
 Frauen, die ihre Kinder in den sechziger und siebziger Jahren grossgezogen haben, als es kaum Kindergärten, Krippen und schon gar keine Ganztagsbetreuung gab, kein Elterngeld und kein Betreuungsgeld. Damals als die gesellschaftlichen Normen, die Väter als reine Geldverdiener sah, sie aber von Kindererziehung, Kinderbetreuung und allen Haushaltspflichten entband. Es gab kaum Einwegwindeln und auch keine geländegängigen SUV’s mit denen die Kinder zur Schule und wieder nach Hause gefahren wurden, der Wäschetrockner war etwas für ganz reiche Leute.

 Trotzdem haben diese Frauen zwei und mehr Kinder geboren und gross gezogen, gefüttert, gewickelt, zur Schule gebracht, ihnen Mittags ein warmes Essen gekocht, sich um ihre Hausaufgaben gekümmert, ihnen Kleidung genäht oder gestrickt, gewaschen und gebügelt bis spät in den Abend. Eine berufliche Karriere blieb für sie ein Traum. Oftmals schon kurz nach der Ausbildung aus dem Berufsleben ausgeschieden, hatten sie, wenn die Kinder erwachsen und aus dem Haus waren, kaum eine Chance auf einen qualifizierten Arbeitsplatz. Sie sind heute ein gefundenes Fressen für die Anbieter von 400 Euro- von Mini- und Midijobs. Sie putzen Büros und Toiletten, sie tragen Zeitungen aus und füllen im Supermarkt Regale auf, an die Kasse lässt man sie nicht mehr, das machen die jungen, hübschen Frauen.

----

» **Was zu tun ist**
1. Benenne im Text über die Mütter der sechziger und siebziger Jahre „Supermarkt“ in „Discounter“ um und gib dabei den Abschnitt wieder, der mit „Trotzdem haben diese“ beginnt und bis „jungen, hübschen Frauen.“ reicht.
2. Was galt laut dem Text über die Mütter der sechziger und siebziger Jahre damals als etwas für ganz reiche Leute?
3. Führe den Text über die Mütter der sechziger und siebziger Jahre im Anschluss an seinen letzten Satz fort.

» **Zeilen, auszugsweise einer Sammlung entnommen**

----

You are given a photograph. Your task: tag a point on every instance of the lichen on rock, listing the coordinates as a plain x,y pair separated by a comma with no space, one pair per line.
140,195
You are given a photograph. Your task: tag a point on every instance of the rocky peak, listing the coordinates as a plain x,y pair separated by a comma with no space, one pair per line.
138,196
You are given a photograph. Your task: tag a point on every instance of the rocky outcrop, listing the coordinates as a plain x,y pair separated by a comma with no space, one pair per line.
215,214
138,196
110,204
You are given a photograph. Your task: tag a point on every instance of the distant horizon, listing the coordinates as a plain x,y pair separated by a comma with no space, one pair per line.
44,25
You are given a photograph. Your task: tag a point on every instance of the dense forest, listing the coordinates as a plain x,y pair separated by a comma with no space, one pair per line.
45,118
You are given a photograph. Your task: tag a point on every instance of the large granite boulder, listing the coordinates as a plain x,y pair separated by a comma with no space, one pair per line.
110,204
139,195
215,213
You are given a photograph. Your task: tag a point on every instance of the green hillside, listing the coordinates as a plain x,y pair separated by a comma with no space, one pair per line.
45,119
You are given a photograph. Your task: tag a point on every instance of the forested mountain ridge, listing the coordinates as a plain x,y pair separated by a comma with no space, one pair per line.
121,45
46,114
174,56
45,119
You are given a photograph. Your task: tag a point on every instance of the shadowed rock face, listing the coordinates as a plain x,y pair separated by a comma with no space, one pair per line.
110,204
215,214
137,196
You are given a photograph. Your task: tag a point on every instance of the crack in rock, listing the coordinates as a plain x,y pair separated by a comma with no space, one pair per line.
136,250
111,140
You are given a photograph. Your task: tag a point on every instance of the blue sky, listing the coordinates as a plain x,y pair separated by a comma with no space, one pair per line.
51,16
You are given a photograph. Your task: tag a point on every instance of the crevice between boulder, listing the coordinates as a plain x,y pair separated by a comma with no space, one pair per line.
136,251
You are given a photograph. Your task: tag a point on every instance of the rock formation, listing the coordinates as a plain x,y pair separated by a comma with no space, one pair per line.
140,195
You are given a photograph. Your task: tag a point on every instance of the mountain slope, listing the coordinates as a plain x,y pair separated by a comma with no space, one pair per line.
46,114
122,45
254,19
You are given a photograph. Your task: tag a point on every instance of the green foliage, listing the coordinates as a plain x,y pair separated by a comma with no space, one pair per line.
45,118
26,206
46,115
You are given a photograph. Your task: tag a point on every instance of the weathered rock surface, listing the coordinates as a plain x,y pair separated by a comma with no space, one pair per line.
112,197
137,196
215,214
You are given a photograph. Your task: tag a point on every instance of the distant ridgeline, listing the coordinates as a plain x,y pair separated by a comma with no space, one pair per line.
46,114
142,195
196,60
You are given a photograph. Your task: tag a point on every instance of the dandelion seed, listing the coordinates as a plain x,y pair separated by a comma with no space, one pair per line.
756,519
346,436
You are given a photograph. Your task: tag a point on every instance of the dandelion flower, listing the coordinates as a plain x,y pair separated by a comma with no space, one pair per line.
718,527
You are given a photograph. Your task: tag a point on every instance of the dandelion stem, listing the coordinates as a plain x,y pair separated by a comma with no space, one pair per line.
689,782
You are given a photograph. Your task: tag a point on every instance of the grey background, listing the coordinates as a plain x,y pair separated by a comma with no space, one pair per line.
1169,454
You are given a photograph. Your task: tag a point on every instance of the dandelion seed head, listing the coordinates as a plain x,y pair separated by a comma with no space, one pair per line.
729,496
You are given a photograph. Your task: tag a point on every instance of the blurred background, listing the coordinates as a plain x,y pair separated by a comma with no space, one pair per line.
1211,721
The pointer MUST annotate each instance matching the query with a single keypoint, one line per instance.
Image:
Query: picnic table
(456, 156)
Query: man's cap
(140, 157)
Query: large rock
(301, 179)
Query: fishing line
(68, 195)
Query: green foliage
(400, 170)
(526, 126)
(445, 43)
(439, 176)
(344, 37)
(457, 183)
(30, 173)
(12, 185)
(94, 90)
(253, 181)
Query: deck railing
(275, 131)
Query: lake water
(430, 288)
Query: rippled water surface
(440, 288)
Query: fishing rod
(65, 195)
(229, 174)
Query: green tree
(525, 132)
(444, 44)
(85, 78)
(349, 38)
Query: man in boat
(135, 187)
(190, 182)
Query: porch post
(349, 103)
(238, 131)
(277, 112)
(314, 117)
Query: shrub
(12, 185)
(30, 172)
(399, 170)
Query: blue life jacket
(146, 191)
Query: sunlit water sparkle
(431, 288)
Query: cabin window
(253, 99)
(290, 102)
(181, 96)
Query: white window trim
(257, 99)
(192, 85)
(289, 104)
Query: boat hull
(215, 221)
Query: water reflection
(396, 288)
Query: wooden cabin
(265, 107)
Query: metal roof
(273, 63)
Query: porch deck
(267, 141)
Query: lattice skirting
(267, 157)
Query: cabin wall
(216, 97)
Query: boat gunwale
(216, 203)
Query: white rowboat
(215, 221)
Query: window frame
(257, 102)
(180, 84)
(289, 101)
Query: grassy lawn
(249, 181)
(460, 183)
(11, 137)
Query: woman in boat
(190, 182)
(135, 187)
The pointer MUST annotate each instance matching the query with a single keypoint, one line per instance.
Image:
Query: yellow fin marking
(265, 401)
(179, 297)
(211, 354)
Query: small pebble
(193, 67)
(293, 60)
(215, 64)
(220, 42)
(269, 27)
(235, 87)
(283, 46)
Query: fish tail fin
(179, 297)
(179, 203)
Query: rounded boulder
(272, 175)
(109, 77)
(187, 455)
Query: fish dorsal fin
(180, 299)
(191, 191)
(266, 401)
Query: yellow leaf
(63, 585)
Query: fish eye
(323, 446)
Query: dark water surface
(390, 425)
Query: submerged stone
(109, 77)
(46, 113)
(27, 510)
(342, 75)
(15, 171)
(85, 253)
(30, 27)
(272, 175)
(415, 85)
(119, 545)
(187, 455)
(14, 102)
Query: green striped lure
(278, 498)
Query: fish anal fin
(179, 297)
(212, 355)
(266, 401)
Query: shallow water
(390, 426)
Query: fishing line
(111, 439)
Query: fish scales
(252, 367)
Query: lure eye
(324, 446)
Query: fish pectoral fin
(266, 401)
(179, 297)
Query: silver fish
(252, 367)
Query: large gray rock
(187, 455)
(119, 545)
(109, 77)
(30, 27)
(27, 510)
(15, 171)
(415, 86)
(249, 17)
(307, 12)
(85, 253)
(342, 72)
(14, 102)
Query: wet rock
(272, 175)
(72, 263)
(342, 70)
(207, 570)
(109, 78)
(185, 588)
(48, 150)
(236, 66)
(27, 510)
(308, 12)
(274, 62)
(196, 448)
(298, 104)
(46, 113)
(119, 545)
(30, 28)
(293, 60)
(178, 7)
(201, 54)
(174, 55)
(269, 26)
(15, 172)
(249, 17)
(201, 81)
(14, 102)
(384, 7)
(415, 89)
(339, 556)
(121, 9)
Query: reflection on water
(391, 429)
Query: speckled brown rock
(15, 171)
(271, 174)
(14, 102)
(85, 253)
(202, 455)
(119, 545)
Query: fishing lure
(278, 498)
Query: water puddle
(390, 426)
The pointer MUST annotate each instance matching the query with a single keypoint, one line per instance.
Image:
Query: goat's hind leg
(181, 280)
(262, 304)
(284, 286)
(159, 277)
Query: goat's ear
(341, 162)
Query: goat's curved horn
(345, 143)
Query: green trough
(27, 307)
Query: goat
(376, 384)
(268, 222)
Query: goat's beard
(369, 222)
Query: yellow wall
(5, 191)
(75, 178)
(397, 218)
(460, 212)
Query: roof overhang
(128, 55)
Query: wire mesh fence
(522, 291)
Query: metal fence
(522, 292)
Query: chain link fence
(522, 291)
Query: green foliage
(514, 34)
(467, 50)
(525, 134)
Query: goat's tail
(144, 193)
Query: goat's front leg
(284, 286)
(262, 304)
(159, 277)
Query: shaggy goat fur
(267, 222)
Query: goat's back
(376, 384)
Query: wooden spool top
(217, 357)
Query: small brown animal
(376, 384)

----

» **Erwartete Ergebnisse**
1.
Trotzdem haben diese Frauen zwei und mehr Kinder geboren und gross gezogen, gefüttert, gewickelt, zur Schule gebracht, ihnen Mittags ein warmes Essen gekocht, sich um ihre Hausaufgaben gekümmert, ihnen Kleidung genäht oder gestrickt, gewaschen und gebügelt bis spät in den Abend. Eine berufliche Karriere blieb für sie ein Traum. Oftmals schon kurz nach der Ausbildung aus dem Berufsleben ausgeschieden, hatten sie, wenn die Kinder erwachsen und aus dem Haus waren, kaum eine Chance auf einen qualifizierten Arbeitsplatz. Sie sind heute ein gefundenes Fressen für die Anbieter von 400 Euro- von Mini- und Midijobs. Sie putzen Büros und Toiletten, sie tragen Zeitungen aus und füllen im Discounter Regale auf, an die Kasse lässt man sie nicht mehr, das machen die jungen, hübschen Frauen.

2. Der Wäschetrockner.

3.
 Ohne die Leistung dieser Frauen, wäre die gesetzlich Rentenversicherung schon lange nicht mehr finanzierbar. Denn die Kinder, die sie unter weit grösseren Mühen als heutzutage gross gezogen haben, denen sie eine vernünftige Ausbildung ermöglicht haben, während ihre eigene Ausbildung immer weniger wert wurde, bezahlen heute mit ihren Beiträgen die Renten der älteren Generation. Ohne diese Kinder würde es kaum noch Rente geben.

 Aber ihren gerechten Anteil an diesen Renten verwert man den Frauen mit  fadenscheinigen Argumenten. Das, so Finanzminister Wolfgang Schäuble koste im Jahr 13 Milliarden Euro und die seien angesichts der, im Grundgesetz verankerten, Schuldenbremse nicht zu finanzieren. Und die Gerichte geben ihm sogar noch Recht. In einem Beschluss vom 29. März 1996 hat das Bundesverfassungsgericht entschieden: „Zwar sei der Gesetzgeber nach Art. 3 Abs. 1 i.V.m. Art. 6 Abs. 1 Grundgesetz verpflichtet, den Mangel des Rentenversicherungssystems, der in dem durch Kindererziehung bedingten Nachteil bei der Altersversorgung liegt, in weiterem als dem seinerzeitigen Umfang auszugleichen“, es würde aber, „die Gestaltungsfreiheit des Gesetzgebers unzulässig beschränken, wenn ihm verwehrt wäre, eine derart komplexe Reform wie die Berücksichtigung von Kindererziehungszeiten bei der Altersversorgung in mehreren Stufen zu verwirklichen“.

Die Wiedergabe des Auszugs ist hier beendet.